> [What to do] Please reproduce the oncolytic adenovirus text word for word, starting with "Attenuation" and going on through "p53 deficient cells.".

> [Selected excerpt]
##############################

Oncolytic adenovirus
Adenovirus varieties have been explored extensively as a viral vector for gene therapy and also as an oncolytic virus.[1][2]
Of the many different viruses being explored for oncolytic potential, an adenovirus was the first to be approved by a regulatory agency, the genetically modified H101 strain. It gained regulatory approval in 2005 from China's State Food and Drug Administration (SFDA) for the treatment of head and neck cancer.[3][4]
Engineering of oncolytic adenovirus
Adenoviruses have so far been through three generations of development.[5] Some of the strategies for modification of adenoviruses are described below.
Attenuation
For adenovirus replication to occur, the host cell must be induced into S phase by viral proteins interfering with cell cycle proteins. The adenoviral E1A gene is responsible for inactivation of several proteins, including retinoblastoma, allowing entry into S-phase. The adenovirus E1B55kDa gene cooperates with another adenoviral product, E4ORF6, to inactivate p53, thus preventing apoptosis. It was initially proposed that an adenovirus mutant lacking the E1B55kDa gene, dl1520 (ONYX-015), could replicate selectively in p53 deficient cells.

##############################

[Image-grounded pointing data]
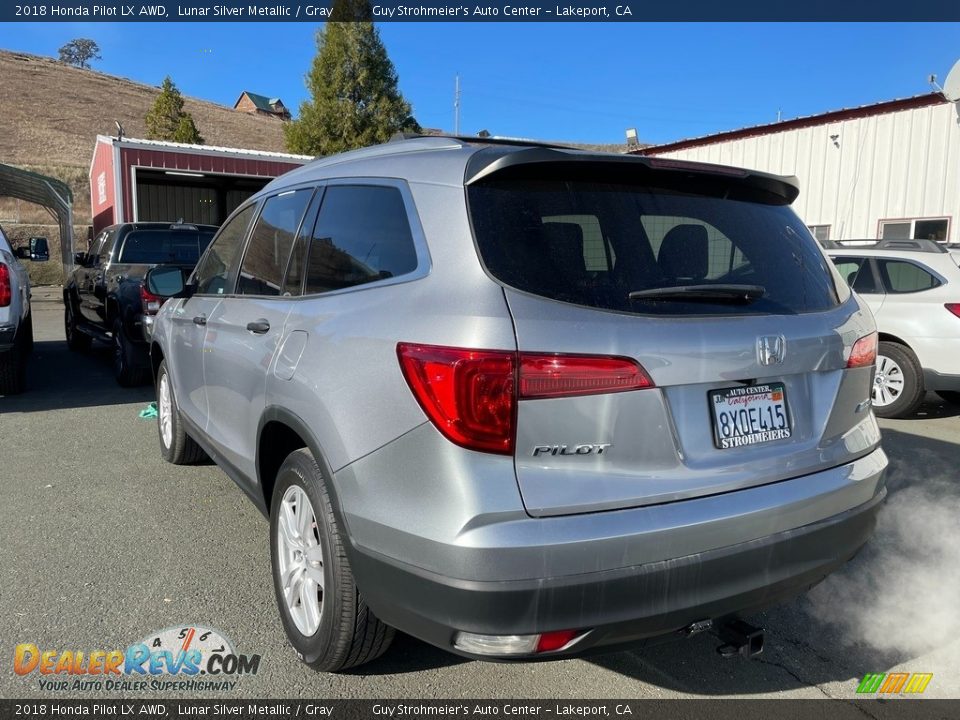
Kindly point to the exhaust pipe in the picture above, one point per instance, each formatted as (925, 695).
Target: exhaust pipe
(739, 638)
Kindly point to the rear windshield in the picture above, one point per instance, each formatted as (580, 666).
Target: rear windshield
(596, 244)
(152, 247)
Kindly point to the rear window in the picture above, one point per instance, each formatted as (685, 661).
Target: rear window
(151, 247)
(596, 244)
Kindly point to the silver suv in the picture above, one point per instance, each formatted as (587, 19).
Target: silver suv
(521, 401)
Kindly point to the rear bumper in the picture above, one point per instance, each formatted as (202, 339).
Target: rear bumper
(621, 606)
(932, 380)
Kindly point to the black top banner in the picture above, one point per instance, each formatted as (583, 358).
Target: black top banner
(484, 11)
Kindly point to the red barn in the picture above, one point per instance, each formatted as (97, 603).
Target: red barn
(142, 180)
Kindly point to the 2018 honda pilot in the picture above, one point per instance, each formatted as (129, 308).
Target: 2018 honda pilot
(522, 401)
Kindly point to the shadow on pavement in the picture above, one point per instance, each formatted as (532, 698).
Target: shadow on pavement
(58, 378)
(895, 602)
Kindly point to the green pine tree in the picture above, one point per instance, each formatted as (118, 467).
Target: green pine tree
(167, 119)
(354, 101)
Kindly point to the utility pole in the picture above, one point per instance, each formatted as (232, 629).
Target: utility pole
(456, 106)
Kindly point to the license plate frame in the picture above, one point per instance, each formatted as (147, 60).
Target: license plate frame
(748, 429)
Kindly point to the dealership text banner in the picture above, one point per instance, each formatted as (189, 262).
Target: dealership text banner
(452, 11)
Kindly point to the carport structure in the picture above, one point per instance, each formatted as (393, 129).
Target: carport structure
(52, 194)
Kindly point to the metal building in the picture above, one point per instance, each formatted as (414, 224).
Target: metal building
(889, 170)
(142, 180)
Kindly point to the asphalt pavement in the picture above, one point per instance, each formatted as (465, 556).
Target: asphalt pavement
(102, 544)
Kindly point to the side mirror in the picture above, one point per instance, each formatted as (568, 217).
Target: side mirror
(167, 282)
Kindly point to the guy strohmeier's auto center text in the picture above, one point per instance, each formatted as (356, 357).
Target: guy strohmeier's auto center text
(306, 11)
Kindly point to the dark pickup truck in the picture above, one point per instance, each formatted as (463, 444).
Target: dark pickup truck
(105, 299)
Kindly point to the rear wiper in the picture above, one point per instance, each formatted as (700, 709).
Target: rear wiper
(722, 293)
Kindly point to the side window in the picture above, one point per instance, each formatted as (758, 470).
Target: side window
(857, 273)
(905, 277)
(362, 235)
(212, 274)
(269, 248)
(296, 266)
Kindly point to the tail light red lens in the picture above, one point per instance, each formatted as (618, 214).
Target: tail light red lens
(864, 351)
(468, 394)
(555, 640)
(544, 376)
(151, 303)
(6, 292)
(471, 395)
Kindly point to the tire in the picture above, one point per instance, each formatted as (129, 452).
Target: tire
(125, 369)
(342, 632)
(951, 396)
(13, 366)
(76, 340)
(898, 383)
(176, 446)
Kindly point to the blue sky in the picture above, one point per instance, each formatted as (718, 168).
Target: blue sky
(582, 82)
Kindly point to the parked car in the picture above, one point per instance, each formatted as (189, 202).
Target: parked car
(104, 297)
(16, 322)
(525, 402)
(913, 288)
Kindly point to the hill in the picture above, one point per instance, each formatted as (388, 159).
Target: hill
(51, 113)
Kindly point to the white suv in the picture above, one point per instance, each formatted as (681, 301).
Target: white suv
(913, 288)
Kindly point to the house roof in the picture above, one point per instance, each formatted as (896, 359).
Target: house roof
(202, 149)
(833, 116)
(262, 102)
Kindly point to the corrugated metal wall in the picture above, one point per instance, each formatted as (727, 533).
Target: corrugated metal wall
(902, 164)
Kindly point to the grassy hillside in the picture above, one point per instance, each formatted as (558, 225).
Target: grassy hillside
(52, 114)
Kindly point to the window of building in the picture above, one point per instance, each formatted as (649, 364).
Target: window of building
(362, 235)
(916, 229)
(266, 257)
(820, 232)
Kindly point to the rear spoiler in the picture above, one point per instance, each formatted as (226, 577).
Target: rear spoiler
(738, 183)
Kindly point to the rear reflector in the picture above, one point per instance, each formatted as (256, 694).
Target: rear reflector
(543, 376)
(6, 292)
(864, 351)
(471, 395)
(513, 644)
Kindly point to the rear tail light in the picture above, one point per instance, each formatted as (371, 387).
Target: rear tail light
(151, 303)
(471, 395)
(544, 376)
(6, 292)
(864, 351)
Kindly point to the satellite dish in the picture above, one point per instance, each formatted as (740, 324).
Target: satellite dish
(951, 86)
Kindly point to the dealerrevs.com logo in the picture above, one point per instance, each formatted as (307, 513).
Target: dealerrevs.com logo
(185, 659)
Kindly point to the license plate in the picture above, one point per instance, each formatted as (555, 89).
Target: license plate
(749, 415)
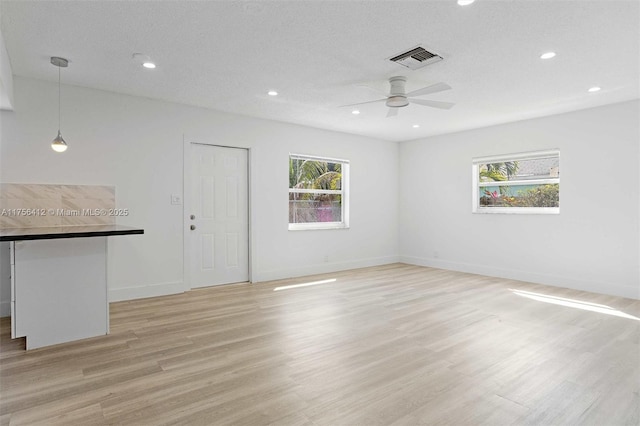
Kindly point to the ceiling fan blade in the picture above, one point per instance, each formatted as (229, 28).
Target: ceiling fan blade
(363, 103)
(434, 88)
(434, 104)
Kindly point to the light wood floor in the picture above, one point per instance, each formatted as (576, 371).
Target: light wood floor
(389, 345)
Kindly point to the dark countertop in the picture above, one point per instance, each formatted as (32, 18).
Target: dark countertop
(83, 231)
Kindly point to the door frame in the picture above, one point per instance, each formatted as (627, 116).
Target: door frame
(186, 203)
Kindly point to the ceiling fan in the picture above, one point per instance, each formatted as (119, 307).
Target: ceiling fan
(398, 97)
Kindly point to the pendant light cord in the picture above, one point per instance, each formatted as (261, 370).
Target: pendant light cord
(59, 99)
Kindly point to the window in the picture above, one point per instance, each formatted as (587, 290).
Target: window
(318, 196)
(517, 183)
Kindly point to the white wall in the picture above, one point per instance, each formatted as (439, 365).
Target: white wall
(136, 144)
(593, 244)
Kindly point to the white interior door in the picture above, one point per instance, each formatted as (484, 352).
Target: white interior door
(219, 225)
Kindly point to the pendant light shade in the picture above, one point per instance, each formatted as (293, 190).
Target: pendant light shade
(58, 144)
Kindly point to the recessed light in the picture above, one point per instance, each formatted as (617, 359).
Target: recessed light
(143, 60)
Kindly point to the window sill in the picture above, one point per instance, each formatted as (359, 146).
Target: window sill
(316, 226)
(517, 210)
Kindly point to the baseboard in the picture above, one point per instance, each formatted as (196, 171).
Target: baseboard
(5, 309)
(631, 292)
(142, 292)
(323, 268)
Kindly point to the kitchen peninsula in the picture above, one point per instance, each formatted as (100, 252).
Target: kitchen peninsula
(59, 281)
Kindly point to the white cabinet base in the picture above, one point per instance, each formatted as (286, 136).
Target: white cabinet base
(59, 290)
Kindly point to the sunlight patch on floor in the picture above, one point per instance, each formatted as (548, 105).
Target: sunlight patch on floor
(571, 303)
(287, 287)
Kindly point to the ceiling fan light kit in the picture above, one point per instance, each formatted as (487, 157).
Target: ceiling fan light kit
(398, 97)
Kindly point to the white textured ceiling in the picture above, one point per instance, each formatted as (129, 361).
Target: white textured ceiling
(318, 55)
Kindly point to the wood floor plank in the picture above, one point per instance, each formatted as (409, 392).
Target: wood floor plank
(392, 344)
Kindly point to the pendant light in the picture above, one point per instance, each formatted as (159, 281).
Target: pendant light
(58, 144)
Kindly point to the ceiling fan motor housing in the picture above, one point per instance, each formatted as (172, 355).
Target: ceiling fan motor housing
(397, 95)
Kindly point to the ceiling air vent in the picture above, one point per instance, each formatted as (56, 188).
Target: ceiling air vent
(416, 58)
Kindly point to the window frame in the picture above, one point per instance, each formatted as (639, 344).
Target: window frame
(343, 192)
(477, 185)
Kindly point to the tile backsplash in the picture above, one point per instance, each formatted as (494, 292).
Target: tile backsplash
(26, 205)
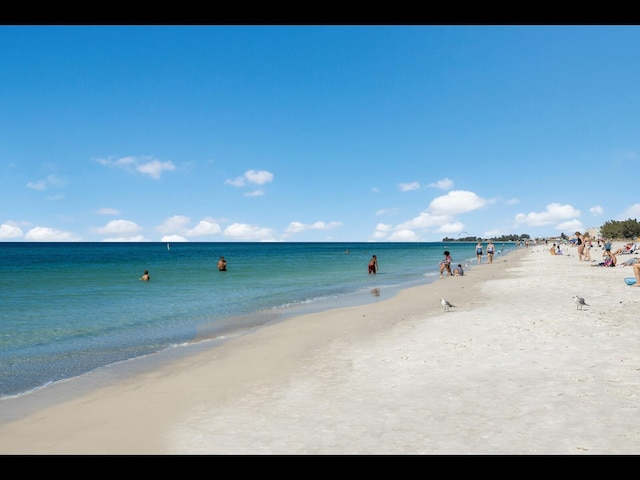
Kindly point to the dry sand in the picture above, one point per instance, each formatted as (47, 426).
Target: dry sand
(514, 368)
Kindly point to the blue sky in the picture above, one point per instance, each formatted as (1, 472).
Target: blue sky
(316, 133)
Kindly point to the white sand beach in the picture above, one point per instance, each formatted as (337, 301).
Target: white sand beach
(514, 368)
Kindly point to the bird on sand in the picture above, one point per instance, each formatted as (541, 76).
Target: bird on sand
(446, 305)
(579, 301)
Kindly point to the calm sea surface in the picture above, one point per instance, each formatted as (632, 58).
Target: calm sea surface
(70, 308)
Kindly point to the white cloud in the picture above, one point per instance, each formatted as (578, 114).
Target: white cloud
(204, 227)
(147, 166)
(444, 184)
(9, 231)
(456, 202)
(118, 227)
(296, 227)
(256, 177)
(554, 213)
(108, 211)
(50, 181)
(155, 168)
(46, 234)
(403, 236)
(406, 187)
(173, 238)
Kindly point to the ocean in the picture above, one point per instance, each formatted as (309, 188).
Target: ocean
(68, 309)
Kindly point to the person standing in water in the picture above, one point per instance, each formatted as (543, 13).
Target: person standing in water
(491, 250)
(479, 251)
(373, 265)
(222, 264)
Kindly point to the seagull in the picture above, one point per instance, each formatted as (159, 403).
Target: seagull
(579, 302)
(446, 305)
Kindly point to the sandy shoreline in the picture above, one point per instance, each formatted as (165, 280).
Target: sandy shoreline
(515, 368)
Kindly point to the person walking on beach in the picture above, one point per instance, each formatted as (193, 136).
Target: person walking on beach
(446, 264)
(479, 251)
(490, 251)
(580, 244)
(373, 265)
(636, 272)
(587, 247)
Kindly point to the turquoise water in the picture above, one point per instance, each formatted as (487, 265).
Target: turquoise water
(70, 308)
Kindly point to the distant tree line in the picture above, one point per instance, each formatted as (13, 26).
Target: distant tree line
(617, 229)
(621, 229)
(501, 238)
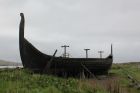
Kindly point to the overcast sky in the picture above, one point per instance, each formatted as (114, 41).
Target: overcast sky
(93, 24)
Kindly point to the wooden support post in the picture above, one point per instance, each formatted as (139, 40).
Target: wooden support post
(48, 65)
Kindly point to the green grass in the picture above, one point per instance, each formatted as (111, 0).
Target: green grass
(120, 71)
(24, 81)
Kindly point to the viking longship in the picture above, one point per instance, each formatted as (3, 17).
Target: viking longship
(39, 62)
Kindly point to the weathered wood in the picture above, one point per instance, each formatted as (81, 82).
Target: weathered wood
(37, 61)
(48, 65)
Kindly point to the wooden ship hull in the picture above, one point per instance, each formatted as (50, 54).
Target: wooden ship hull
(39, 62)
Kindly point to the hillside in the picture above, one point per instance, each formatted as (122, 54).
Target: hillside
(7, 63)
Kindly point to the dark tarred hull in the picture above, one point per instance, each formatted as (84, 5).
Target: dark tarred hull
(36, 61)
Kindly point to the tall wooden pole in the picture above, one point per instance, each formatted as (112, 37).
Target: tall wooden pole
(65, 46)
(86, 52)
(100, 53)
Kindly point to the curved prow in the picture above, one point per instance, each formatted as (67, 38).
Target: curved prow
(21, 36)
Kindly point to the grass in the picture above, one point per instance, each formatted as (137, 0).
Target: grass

##############################

> [Response area]
Attenuation
For adenovirus replication to occur, the host cell must be induced into S phase by viral proteins interfering with cell cycle proteins. The adenoviral E1A gene is responsible for inactivation of several proteins, including retinoblastoma, allowing entry into S-phase. The adenovirus E1B55kDa gene cooperates with another adenoviral product, E4ORF6, to inactivate p53, thus preventing apoptosis. It was initially proposed that an adenovirus mutant lacking the E1B55kDa gene, dl1520 (ONYX-015), could replicate selectively in p53 deficient cells.